§ **What this exercise asks**
**a)** Return the passage of the Tomcat startup post between "Naturally, the first" and "the lines of...", inclusive.
**b)** According to the Tomcat startup post, what is ProcRun?

*** Opening of Document text ***

So I'm putting together a Windows 2008 R2 x64 RC Java image for a client (more on that later), and everything's breezing along fine. Install the OS, check. Install JDK 1.6 (u13) into the machine, check. Install Tomcat 6 into the machine, running as a native Windows service, check. Open localhost on port 8080, and... not check. Times out, no response, not good.
Naturally, the first thing to check is the logs, and I get the strangest error I've seen in a while. "Cannot create Java". This is odd—what's happening, in the aggregate, is easy enough to understand, in that the native Windows .exe launcher (ProcRun, a generic service launcher from Apache) is using JNI to create the JVM inside the launched service process and, for some reason, failing; what's not clear is why. Unfortunately, the error codes offered up by the two players involved (Tomcat/ProcRun and the Windows OS) are not helpful—the Windows Event Log basically says "Service failed to start. Check the error code", which reports 0 (not helpful, thanks), and the Tomcat "jakarta_service_date.log" file reports something along the lines of...
... which is not really all that helpful, either.

*** Close of Document text ***
*** Opening of The data ***

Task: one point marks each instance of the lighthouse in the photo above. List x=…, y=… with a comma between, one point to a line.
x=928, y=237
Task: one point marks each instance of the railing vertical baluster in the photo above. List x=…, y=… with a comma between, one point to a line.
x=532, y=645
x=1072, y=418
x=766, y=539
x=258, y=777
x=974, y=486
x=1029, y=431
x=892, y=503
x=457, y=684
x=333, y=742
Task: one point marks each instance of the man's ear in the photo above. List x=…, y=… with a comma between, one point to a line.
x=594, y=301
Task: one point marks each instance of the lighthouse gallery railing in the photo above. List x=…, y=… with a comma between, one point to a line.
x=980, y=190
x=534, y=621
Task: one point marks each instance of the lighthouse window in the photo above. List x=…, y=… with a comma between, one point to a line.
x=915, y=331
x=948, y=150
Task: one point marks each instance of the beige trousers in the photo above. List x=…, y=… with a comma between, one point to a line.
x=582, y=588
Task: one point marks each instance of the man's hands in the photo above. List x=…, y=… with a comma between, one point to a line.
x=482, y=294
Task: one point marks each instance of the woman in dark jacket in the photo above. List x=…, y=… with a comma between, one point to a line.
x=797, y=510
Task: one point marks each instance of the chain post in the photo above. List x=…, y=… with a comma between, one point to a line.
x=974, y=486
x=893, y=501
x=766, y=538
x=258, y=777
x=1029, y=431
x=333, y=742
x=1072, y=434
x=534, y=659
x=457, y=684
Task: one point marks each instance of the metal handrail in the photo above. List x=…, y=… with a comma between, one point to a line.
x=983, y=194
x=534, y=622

*** Close of The data ***

§ **Answers to the exercise**
**a)**
Naturally, the first thing to check is the logs, and I get the strangest error I've seen in a while. "Cannot create Java". This is odd—what's happening, in the aggregate, is easy enough to understand, in that the native Windows .exe launcher (ProcRun, a generic service launcher from Apache) is using JNI to create the JVM inside the launched service process and, for some reason, failing; what's not clear is why. Unfortunately, the error codes offered up by the two players involved (Tomcat/ProcRun and the Windows OS) are not helpful—the Windows Event Log basically says "Service failed to start. Check the error code", which reports 0 (not helpful, thanks), and the Tomcat "jakarta_service_date.log" file reports something along the lines of...

**b)** A generic service launcher from Apache.